» DATA:
━━━━━━━━━━━━━━━━━━━━━━━━━━━━━━
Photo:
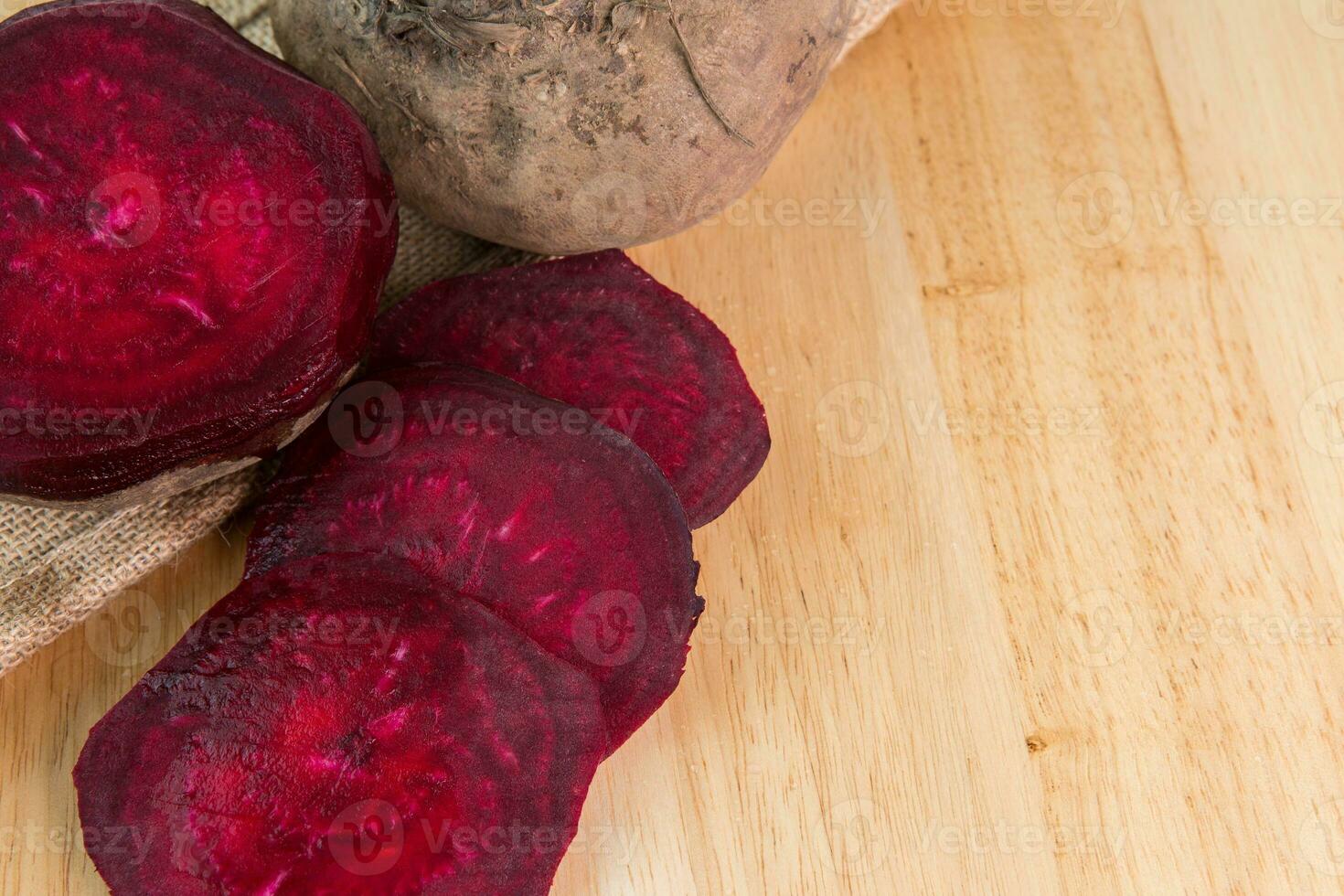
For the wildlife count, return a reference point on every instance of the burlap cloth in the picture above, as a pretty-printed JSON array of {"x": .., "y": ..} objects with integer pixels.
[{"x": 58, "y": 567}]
━━━━━━━━━━━━━━━━━━━━━━━━━━━━━━
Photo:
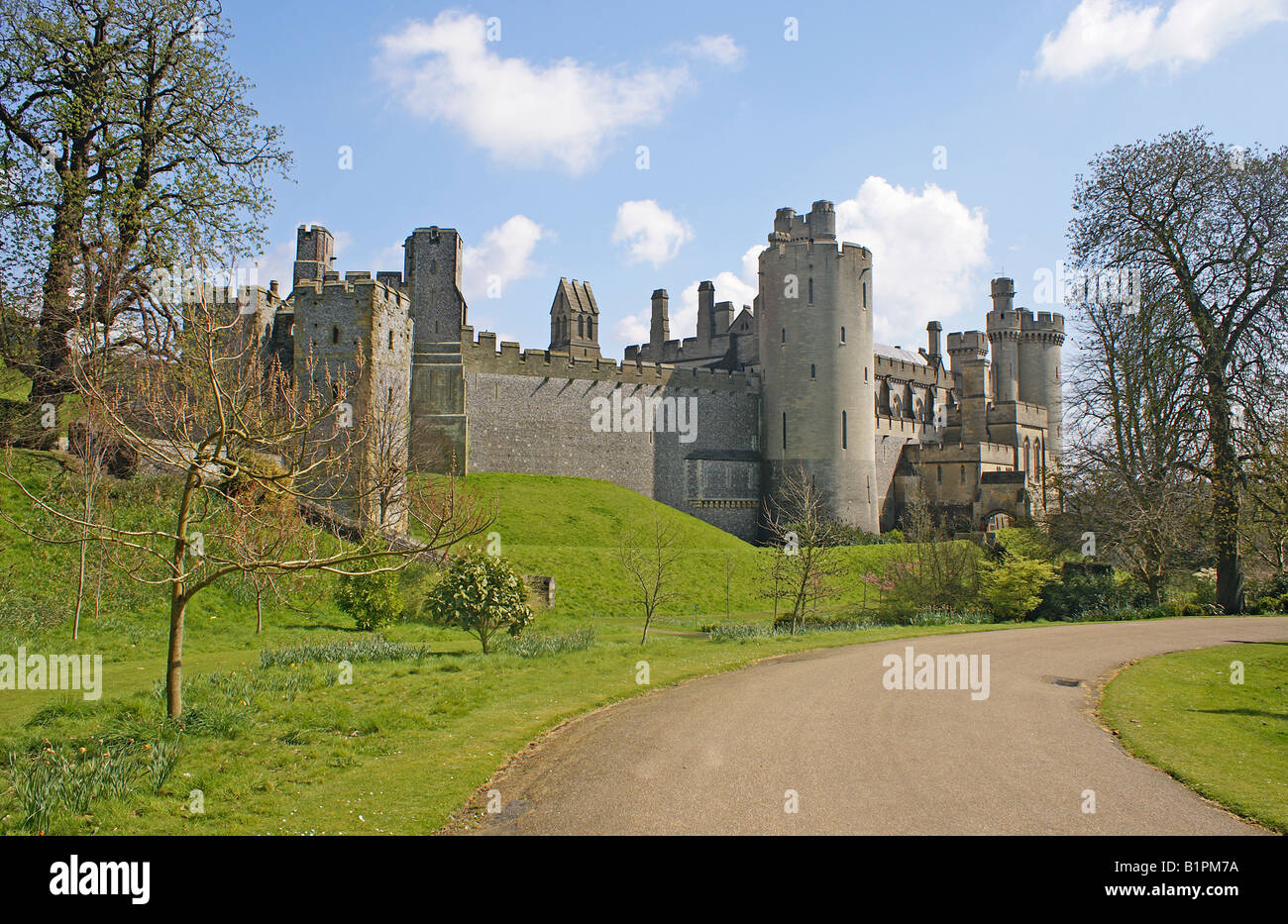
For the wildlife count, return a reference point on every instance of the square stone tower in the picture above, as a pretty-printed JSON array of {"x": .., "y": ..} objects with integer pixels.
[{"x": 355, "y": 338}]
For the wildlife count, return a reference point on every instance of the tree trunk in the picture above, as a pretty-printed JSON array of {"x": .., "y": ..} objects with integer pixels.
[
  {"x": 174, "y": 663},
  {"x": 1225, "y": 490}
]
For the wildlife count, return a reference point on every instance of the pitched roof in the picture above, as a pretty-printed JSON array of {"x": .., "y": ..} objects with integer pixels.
━━━━━━━━━━━━━━━━━━━━━━━━━━━━━━
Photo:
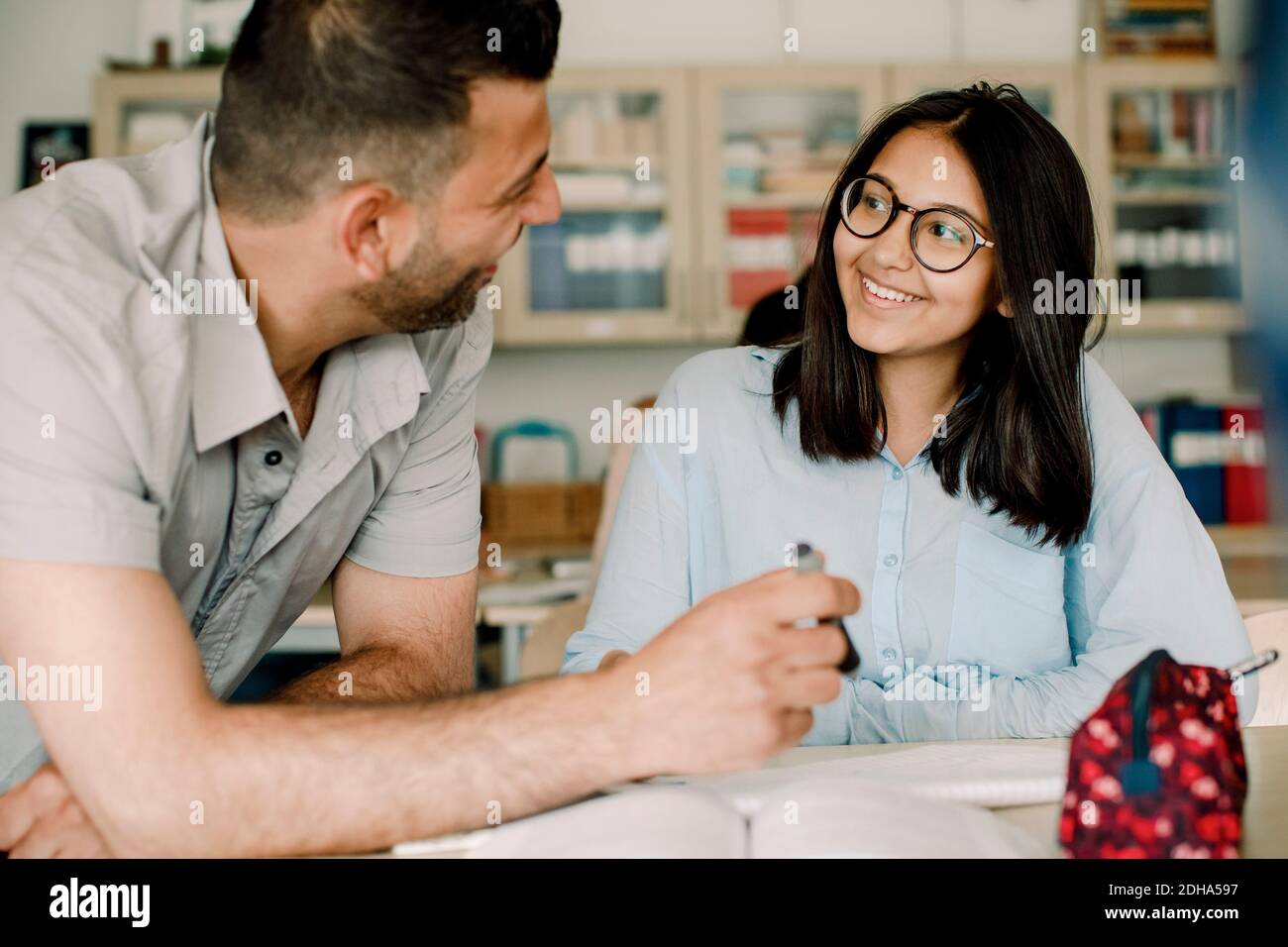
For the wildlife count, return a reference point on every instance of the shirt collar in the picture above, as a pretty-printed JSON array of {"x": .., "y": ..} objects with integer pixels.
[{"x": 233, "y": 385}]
━━━━━━━━━━━━━━━━━━━━━━━━━━━━━━
» ASSIGNED TASK:
Using the data above, extract exactly the lines from the one that holds "of the square" to the one that holds "of the pitched", both ends included, and no others.

» ANSWER TO THIS TASK:
For the wildlife count, return a reference point on every instance of the square stone tower in the picture above, as a pretty-printed JSON array of {"x": .., "y": ..} objects with integer pixels.
[{"x": 355, "y": 338}]
For the wildlife count, return a reference point on every instance of the tree trunk in the picture above, as a pretty-printed JSON array of {"x": .., "y": ..} objects with integer pixels.
[
  {"x": 174, "y": 663},
  {"x": 1225, "y": 490}
]
For the wildlife count, return a reference point on every instance of the pitched roof in the picture above, as a pretty-printed JSON array of {"x": .., "y": ..} objects with integer pixels.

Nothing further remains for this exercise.